The biggest corporate hospitality events on the planet are working hard to attract a new audience, particularly the younger “Instagram” generation who share their experiences immediately on social media. It helps create the “bet you wish you were here” engagement message that every corporate hospitality opportunity seeks to maximise and promote.
Besides generating a demographic change in those attending events, the UK corporate hospitality market has seen an increasing number of international clients accepting invitations to prestigious occasions, requiring the market to cater for different demands and expectations.
Wimbledon remains one of the most popular “bucket list” names on the corporate hospitality circuit and they have seen a change in clientele as Mick Desmond, commercial and media director All England Lawn Tennis Club (AELTC) said: “There is an increasing international aspect to our corporate hospitality and also some shift in terms of companies not taking the same number of hospitality packages and being replaced by individuals and small groups.”
As a response to the requirements of the next generation of corporate guests, Wimbledon has turned its attention to other popular events from music to American Football to see if there are ideas that can be incorporated into the “English garden” feel they work so hard to achieve at the All England Lawn Tennis Club.

> _WHAT IS EXPECTED_
In the passage on corporate hospitality, list every short phrase set in quotation marks, leaving out the longer quoted remark by Mick Desmond.

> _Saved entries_
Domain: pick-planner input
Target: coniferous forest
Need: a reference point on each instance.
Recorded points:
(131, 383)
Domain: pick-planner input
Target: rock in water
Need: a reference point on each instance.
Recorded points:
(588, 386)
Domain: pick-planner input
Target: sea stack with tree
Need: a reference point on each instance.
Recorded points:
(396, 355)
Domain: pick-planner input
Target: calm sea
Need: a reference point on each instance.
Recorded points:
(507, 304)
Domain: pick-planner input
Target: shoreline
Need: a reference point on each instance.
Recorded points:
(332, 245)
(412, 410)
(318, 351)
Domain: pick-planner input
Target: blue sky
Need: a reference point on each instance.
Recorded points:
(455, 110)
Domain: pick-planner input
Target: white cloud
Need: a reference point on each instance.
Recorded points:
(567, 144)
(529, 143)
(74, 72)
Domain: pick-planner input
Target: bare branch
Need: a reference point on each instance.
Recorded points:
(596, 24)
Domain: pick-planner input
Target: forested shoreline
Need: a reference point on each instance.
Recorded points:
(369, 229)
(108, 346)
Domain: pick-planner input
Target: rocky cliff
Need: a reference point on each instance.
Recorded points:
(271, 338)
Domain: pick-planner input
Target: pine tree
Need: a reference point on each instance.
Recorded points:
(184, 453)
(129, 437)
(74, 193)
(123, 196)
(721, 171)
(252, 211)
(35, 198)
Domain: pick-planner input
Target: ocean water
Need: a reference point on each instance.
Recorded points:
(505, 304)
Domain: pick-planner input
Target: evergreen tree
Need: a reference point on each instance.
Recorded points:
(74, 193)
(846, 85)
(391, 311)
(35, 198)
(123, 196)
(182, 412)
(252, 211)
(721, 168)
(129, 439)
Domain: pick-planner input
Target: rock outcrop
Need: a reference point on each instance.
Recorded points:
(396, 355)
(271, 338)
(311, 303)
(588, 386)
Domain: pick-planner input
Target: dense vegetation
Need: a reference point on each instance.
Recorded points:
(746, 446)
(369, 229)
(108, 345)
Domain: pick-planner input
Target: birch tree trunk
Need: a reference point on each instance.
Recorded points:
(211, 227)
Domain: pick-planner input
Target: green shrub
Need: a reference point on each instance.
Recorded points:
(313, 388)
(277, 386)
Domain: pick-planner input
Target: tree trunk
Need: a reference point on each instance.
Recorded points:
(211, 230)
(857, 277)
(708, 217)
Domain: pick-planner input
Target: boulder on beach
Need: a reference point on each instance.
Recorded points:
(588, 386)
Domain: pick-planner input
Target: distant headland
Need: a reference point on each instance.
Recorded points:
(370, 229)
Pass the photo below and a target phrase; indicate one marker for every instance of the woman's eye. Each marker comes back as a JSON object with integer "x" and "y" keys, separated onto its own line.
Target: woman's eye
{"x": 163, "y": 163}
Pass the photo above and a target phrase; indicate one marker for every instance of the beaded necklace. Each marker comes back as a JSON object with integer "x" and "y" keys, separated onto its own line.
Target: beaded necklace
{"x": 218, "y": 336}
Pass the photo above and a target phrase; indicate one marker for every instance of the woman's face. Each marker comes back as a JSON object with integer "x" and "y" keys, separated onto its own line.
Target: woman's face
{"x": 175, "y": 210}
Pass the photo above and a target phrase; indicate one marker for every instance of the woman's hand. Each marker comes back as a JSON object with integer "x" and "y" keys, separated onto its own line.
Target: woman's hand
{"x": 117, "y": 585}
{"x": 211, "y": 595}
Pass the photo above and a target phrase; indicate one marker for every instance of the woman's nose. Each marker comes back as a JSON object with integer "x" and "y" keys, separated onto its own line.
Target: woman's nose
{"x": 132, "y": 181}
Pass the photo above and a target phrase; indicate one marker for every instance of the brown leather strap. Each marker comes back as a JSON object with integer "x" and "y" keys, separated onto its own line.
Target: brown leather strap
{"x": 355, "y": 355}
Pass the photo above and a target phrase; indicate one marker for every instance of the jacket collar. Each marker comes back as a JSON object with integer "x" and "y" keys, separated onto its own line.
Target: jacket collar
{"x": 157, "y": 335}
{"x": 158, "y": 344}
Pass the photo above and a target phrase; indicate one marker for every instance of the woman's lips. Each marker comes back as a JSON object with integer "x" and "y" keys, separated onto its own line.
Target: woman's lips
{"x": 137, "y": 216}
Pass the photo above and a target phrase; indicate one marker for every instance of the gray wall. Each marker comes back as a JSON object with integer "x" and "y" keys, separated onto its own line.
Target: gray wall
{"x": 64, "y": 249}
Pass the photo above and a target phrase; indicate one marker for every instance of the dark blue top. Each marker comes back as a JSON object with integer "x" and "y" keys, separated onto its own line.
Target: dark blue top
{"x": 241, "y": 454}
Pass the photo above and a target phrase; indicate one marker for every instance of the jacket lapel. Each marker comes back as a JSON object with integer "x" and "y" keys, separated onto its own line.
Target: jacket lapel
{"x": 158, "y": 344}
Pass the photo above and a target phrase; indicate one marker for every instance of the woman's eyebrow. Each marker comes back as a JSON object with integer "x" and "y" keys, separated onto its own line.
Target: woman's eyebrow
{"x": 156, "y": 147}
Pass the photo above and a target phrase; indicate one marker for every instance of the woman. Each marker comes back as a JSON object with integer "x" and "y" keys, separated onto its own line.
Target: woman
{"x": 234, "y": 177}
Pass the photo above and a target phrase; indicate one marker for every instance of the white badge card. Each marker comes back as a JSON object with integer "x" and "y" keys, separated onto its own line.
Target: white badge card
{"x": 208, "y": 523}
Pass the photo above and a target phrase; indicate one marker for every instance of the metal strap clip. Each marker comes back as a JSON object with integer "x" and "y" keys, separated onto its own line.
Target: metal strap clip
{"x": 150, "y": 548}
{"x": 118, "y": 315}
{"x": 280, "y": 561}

> _RESPONSE TO THIS EXERCISE_
- "Instagram"
- "bet you wish you were here"
- "bucket list"
- "English garden"